EXERCISE
Pull out every line in the records that contains the string "soccer", matching letter case exactly.

(Excerpts of labeled region data)
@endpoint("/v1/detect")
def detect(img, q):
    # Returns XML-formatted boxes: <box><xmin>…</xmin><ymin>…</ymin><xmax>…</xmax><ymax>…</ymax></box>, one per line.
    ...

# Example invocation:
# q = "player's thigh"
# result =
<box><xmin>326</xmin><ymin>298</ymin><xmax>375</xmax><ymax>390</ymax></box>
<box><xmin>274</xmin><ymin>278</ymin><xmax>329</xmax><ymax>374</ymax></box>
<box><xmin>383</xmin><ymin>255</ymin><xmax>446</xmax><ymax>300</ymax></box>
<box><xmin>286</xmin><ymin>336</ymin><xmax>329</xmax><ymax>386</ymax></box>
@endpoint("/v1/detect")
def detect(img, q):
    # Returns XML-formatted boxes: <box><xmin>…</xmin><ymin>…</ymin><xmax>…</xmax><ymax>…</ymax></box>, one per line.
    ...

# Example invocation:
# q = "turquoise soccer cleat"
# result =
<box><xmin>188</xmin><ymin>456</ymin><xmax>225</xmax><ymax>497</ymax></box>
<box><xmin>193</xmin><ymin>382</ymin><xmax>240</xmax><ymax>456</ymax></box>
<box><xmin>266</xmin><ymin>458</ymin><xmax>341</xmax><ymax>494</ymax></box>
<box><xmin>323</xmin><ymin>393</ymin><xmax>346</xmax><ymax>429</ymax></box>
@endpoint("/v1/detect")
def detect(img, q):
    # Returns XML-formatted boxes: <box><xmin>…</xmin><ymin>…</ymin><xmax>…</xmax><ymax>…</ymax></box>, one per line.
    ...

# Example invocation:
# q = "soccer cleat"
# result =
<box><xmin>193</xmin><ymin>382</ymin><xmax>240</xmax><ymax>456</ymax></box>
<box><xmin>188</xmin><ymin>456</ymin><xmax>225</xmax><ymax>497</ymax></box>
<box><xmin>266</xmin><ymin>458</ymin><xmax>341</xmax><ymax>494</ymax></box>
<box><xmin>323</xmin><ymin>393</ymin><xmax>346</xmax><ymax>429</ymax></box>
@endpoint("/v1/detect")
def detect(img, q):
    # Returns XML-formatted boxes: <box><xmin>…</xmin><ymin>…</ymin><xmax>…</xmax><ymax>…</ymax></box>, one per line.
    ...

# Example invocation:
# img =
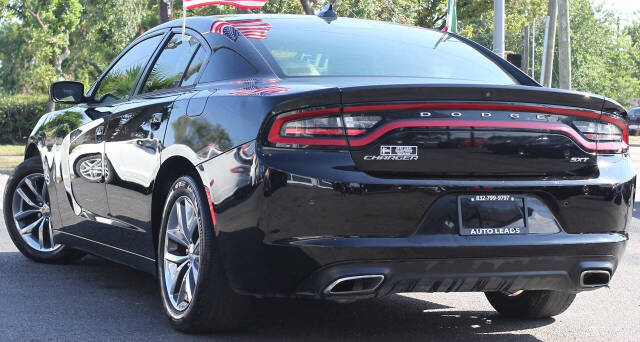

TASK SOLUTION
# q = "turquoise soccer cleat"
# q = "soccer cleat"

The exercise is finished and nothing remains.